> Article:
· · · ·

Step by step solution

01

Identify the parameters of the exponential distribution

An exponential distribution is defined by the rate parameter \( \lambda \). This parameter is the reciprocal of the mean. Given the mean is 10, the rate parameter is \( \lambda = \frac{1}{10} = 0.1 \). This will help us in various calculations involving the exponential distribution.
02

Calculate the probability for (a) P(X > 10)

The probability \( P(X > x) \) is given by \( e^{-\lambda x} \). Here, \( x = 10 \) and \( \lambda = 0.1 \). Thus, \( P(X > 10) = e^{-0.1 \times 10} = e^{-1} \). Evaluating \( e^{-1} \), we find \( P(X > 10) \approx 0.3679 \).
03

Calculate the probability for (b) P(X > 20)

Repeating the process for \( x = 20 \), we have \( P(X > 20) = e^{-0.1 \times 20} = e^{-2} \). Evaluating \( e^{-2} \), we find \( P(X > 20) \approx 0.1353 \).

· · · ·

> Supplied material:

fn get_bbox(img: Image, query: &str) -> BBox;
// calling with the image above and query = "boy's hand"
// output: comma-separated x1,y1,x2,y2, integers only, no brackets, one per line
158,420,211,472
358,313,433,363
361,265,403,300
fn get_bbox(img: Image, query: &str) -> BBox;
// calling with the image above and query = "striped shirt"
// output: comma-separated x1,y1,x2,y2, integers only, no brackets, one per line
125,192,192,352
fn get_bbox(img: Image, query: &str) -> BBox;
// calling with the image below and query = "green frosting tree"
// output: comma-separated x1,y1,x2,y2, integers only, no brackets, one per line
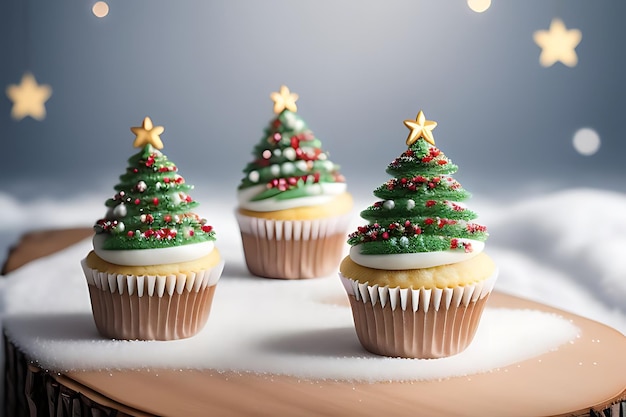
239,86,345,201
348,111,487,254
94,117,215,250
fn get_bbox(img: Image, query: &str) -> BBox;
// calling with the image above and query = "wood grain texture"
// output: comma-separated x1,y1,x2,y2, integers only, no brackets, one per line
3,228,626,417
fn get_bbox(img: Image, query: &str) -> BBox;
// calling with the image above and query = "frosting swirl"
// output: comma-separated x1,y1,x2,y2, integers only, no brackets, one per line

· · · ·

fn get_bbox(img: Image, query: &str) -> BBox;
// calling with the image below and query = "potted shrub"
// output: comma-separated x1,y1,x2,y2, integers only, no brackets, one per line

· · · ·

> Tasks:
(1) Collect every line of the records that contains the string "below", treating uppercase and lowercase letters as different.
(2) Continue the exponential distribution solution from the point where it stops.

> Answers per task:
(1)
// calling with the image below and query = "green frosting tree"
// calling with the image below and query = "potted shrub"

(2)
04

Calculate the probability for (c) P(X < 30)

The probability \( P(X < x) \) is given by \( 1 - e^{-\lambda x} \). Here, \( x = 30 \), so \( P(X < 30) = 1 - e^{-0.1 \times 30} = 1 - e^{-3} \). Evaluating \( e^{-3} \), we find \( P(X < 30) \approx 0.9502 \).
05

Find the value of x such that P(X < x) = 0.95

We need to find \( x \) such that \( 1 - e^{-0.1x} = 0.95 \). Solving for \( x \), we get \( e^{-0.1x} = 0.05 \). Taking the natural logarithm, \(-0.1x = \ln(0.05)\), hence \( x = -\frac{\ln(0.05)}{0.1} \). Calculating this gives approximately \( x \approx 29.96 \).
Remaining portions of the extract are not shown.